→ Задания
A - Чья оценка личности в «Виконте де Бражелоне» меняется на прямо противоположную, согласно обсуждению романов Дюма?
B - Перепишите дословно фрагмент обсуждения романов Дюма: начните с места, где стоят слова «Эускера: Стелла, отчасти», и остановитесь после слов «и временном пространстве.».
C - Допишите обсуждение романов Дюма, продолжив его после последней фразы.

→ Выбранный текст
'''

Стелла: Орхидея , вы еще забыли Вольтера, который тоже приложил руку к этой версии. А господин Аруэ был читаем и своими современниками, и в последующие времена. Безусловно, писатель, даже если он писатель-фантаст, пишет в контексте своей эпохи, а Дюма нутром чуял, что нужно его читателям-современникам. Как оказалось, он был прав не только с ними, но пришелся по вкусу и последующим поколениям. Орхидея , но вы говорите о рассмотрении данного предположения о близнецах (да и в любом другом случае), как о романной версии, и это абсолютно лигитимно. А я говорю о том варианте, когда углубляясь в дебри законов, приходят к отрицанию поступков персонажей, мотивируя свой подход историей. Это уже не имеет отношения к книге, это уже уровень: " Этого не может быть, потому что не может быть никогда!". И тем не менее, история ушла, оставив свои следы на последующих событиях, и интересуют эти частности только специалистов, а книги - живут своей жизнью. Я, конечно, понимаю, что юридическая наука определяет и регламентирует жизнь любого общества, но - не книжное поле авантюрного романа.

Эускера: Стелла, отчасти регламентирует и поле авантюрных романов. От моделирования криминальных, брачно-семейных и уголовных ситуаций авантюрному роману не уйти, поскольку там действуют герои находящиеся в социуме и определенной географическом и временном пространстве.

Эускера: Орхидея пишет: А Дюма в этом смысле - человек своей эпохи. И даже очевидец и участник исторических событий. "Виконт де Бражелон" написан в период окончательного падения монархии и по роману видно крушение политических идеалов автора, его усталость и разочарование. Эволюционируют убеждения героев и отношение к ним автора. Особенно меняется оценка личности Кольбера на прямо противоположную, и символическое демонстративное не-пожатие руки Планше, это не принятие уходящего со сцены дворянства нового правящего класса буржуазии.

'''

→ Строки данных
'''

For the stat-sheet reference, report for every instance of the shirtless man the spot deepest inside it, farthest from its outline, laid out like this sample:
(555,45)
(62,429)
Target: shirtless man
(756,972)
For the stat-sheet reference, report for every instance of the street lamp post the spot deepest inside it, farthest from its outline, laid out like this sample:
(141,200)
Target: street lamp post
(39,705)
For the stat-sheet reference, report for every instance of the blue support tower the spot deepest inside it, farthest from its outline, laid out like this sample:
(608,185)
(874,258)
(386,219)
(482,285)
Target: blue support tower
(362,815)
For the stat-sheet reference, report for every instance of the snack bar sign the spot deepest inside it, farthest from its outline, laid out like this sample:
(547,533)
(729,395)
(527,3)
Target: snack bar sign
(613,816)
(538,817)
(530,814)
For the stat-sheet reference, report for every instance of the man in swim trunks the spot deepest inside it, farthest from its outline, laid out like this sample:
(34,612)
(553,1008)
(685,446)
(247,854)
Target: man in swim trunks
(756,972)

'''

→ Ответы
A - Оценка личности Кольбера.

B -
Эускера: Стелла, отчасти регламентирует и поле авантюрных романов. От моделирования криминальных, брачно-семейных и уголовных ситуаций авантюрному роману не уйти, поскольку там действуют герои находящиеся в социуме и определенной географическом и временном пространстве.

C -
Орхидея: Стелла, про Вольтера очень даже помню.) В конце концов это с его лёгкой руки, точнее лёгкого пера, укоренилось, что маска была железной. А я говорю о том варианте, когда углубляясь в дебри законов, приходят к отрицанию поступков персонажей, мотивируя свой подход историей. Это уже не имеет отношения к книге, это уже уровень: " Этого не может быть, потому что не может быть никогда!" Такой подход тоже имеет право на существование. Это сопоставление реальности романа и фактологии, опирающейся на современную историческую науку. Помимо него, есть ещё два. Это взгляд изнутри произведения, с опорой на то, что говорится в романе. Этим мы на форуме занимаемся чаще всего. И взгляд на содержание романа с точки зрения культурного в пространства, в котором он был создан. Этот третий вариант я и предложила выше, как один из, чтобы пояснить, что у Дюма есть оправдания, почему в его произведениях реальным становится то, что "не может быть, потому что не может быть никогда". Эускера пишет: И даже очевидец и участник исторических событий. "Виконт де Бражелон" написан в период окончательного падения монархии и по роману видно крушение политических идеалов автора, его усталость и разочарование. Вызывает сомнения. Дюма всегда называл себя республиканцем, и до, и после революций 1830 и 1848 года, в которых участвовал на стороне республики. Сомневаюсь, что вторая из этих революций как-то изменила его идеалы. Эволюционируют убеждения героев и отношение к ним автора. Особенно меняется оценка личности Кольбера на прямо противоположную, и символическое демонстративное не-пожатие руки Планше, это не принятие уходящего со сцены дворянства нового правящего класса буржуазии. Эволюция происходит без сомнения, потому что без развития героев произведение утратило бы долю своей ценности. Что касается Кольбера, ИМХО, это не изменение авторского отношения, а сюжетный ход того же толка, какой был проделан с Рошфором, который из антагониста стал протагонистом.

Непотопляемый Сэм: Орхидея пишет: Стелла, про Вольтера очень даже помню.) В конце концов это с его лёгкой руки, точнее лёгкого пера, укоренилось, что маска была железной. На самом деле маска была бархатной.